(Beginning of Material provided)

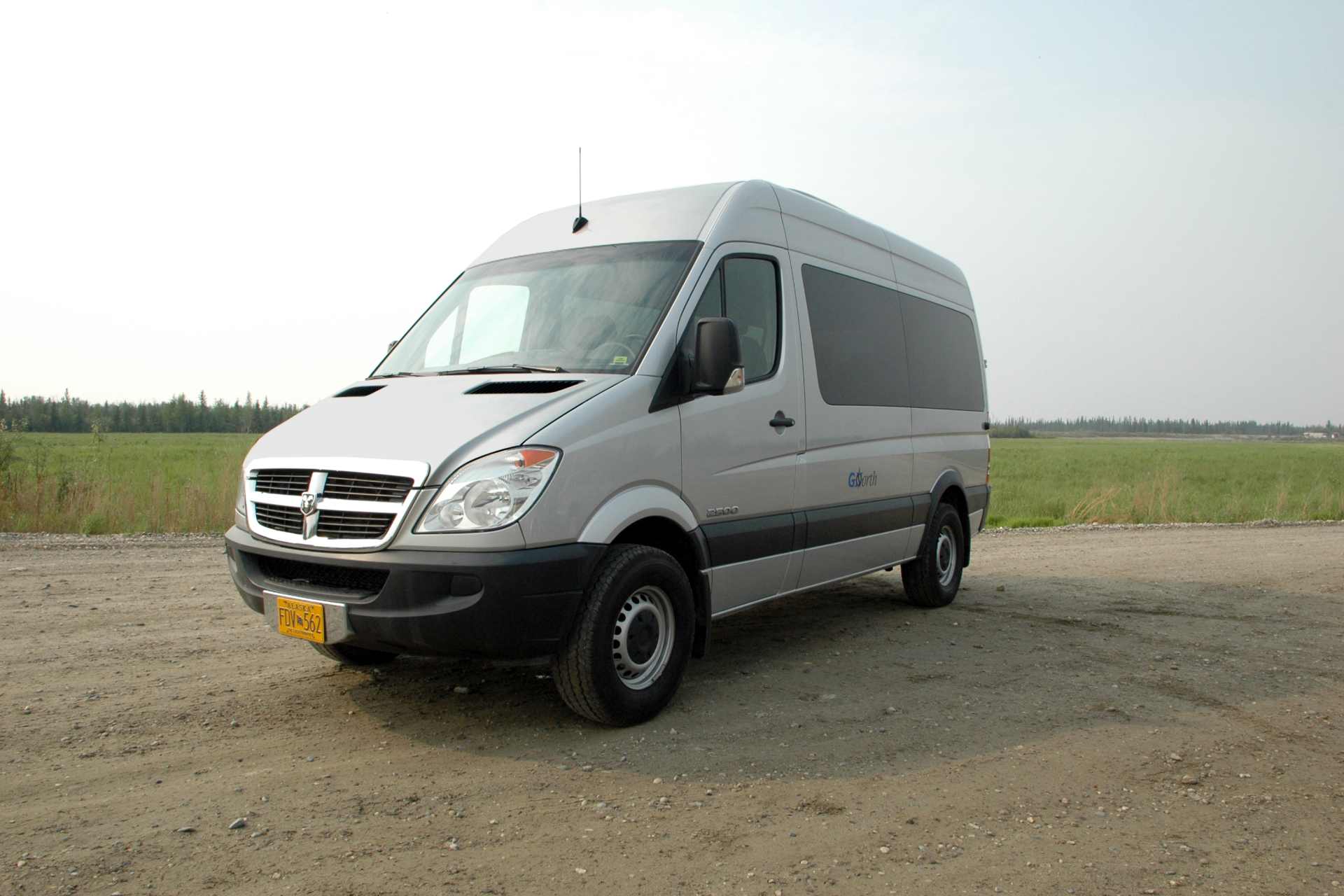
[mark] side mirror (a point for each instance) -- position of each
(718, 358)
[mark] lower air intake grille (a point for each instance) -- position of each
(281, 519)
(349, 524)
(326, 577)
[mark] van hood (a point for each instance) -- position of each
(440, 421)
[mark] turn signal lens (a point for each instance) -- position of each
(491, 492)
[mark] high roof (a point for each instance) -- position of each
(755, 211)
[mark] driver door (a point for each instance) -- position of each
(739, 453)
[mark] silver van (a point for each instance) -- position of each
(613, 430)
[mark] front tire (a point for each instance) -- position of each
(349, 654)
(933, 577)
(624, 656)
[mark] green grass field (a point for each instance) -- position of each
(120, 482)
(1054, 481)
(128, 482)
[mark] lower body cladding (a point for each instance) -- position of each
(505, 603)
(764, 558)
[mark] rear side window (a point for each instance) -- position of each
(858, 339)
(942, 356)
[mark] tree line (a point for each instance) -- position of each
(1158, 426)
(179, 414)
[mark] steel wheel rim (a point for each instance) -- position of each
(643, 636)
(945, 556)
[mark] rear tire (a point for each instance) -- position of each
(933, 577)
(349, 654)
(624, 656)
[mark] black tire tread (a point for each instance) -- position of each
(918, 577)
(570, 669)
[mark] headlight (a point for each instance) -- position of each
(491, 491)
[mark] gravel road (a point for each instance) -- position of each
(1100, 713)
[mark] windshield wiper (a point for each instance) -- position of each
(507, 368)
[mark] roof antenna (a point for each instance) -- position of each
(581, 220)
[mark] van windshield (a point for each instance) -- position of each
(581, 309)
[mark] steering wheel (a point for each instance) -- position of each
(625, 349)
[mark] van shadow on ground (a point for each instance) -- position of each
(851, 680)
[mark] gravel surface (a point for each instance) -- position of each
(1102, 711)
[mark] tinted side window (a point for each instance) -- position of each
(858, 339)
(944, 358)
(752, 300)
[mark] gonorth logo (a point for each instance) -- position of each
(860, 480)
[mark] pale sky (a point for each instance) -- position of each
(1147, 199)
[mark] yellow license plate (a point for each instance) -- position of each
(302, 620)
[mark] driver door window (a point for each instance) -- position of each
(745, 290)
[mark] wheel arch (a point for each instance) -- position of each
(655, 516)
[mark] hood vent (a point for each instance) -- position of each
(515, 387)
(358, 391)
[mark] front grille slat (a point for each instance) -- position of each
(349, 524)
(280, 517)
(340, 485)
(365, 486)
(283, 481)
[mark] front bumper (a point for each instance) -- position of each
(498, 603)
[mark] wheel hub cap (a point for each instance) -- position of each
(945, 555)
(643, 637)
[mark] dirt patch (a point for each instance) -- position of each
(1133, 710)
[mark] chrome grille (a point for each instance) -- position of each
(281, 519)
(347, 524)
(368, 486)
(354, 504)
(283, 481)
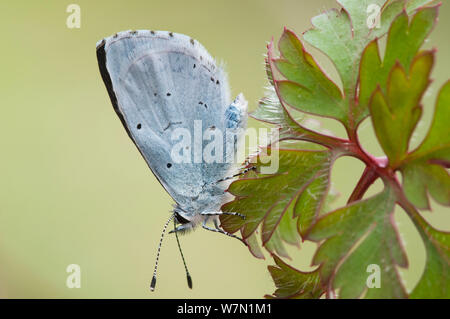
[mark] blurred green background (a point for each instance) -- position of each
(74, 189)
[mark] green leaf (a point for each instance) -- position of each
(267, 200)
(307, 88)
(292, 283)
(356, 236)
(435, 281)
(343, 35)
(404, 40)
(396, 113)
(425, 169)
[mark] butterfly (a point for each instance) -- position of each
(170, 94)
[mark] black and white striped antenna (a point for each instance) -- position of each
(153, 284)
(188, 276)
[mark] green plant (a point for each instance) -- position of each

(End of Material provided)

Pictures are not part of the copy; reproduce everything else in the records exactly.

[mark] side mirror (a point for each instance) -- position of each
(718, 358)
[mark] lower air intake grille (a point for each instance) -- position of each
(281, 519)
(349, 524)
(326, 577)
[mark] van hood (a point for each instance) -- position of each
(440, 421)
[mark] turn signal lens (a point for each instance) -- position of each
(491, 492)
[mark] high roof (a point for each instance) -- position of each
(755, 211)
[mark] driver door (a point for each instance) -- position of each
(739, 453)
[mark] silver van (a point for each instance) -- position of each
(613, 430)
[mark] front tire (a point for each instance) -- position of each
(349, 654)
(933, 577)
(624, 656)
[mark] green grass field (a point for each instance) -- position of each
(120, 482)
(1054, 481)
(128, 482)
[mark] lower body cladding (a point for each instance) -- position of each
(505, 603)
(764, 558)
[mark] rear side window (a point for each instance) -- position of each
(858, 339)
(942, 356)
[mark] tree line (a point for each instance) -- position of each
(1158, 426)
(179, 414)
[mark] steel wheel rim (a point for each instance) -- position of each
(643, 636)
(945, 556)
[mark] rear tire (a point for each instance) -- position of each
(933, 577)
(349, 654)
(624, 656)
[mark] black tire tread (a point for each instance) -- position of each
(918, 577)
(570, 669)
[mark] headlight (a point for each instance) -- position of each
(491, 491)
[mark] gravel road (a point for each instance) -- position of each
(1100, 713)
[mark] windshield wiper (a point for each instance) -- position of each
(507, 368)
[mark] roof antenna (a point for each instance) -- position of each
(581, 220)
[mark] van windshield (a point for each instance) -- position of each
(581, 309)
[mark] steering wheel (a point for each instance) -- position of each
(625, 349)
[mark] van shadow on ground (a point for each instance) -- position of each
(851, 680)
[mark] gravel surface (a point for each instance) -- position of each
(1102, 711)
[mark] tinted side window (a point for each instance) -- position of each
(858, 339)
(944, 358)
(752, 300)
[mark] gonorth logo (a point for each instance) -- position of each
(860, 480)
[mark] pale sky (a point for each instance) -- position of each
(1147, 199)
[mark] yellow license plate (a point for each instance) -- position of each
(302, 620)
[mark] driver door window (a point for each instance) -- position of each
(745, 290)
[mark] wheel arch (a point for each instance) -- position of each
(655, 516)
[mark] hood vent (a point for each instance) -- position of each
(515, 387)
(358, 391)
[mark] front grille slat (a point for each instance) -- position of each
(349, 524)
(280, 517)
(340, 485)
(365, 486)
(283, 481)
[mark] front bumper (a point for each instance) -- position of each
(498, 603)
[mark] wheel hub cap (a point for each instance) -- position of each
(945, 555)
(643, 637)
[mark] dirt patch (a point for each instance) -- position of each
(1133, 710)
[mark] chrome grille (a point for each instance) -- position of each
(281, 519)
(347, 524)
(368, 486)
(354, 504)
(283, 481)
[mark] blurred green background (a point for each instance) -- position of each
(74, 189)
[mark] green leaf (a point for each instance) -- position of each
(267, 200)
(307, 88)
(292, 283)
(356, 236)
(435, 281)
(343, 35)
(404, 40)
(396, 113)
(425, 169)
[mark] butterfly (a point for each instance) -- position of each
(170, 94)
[mark] black and white striped antenna (a point for each instance) -- position of each
(153, 284)
(188, 276)
[mark] green plant (a point for each instance) -- position of each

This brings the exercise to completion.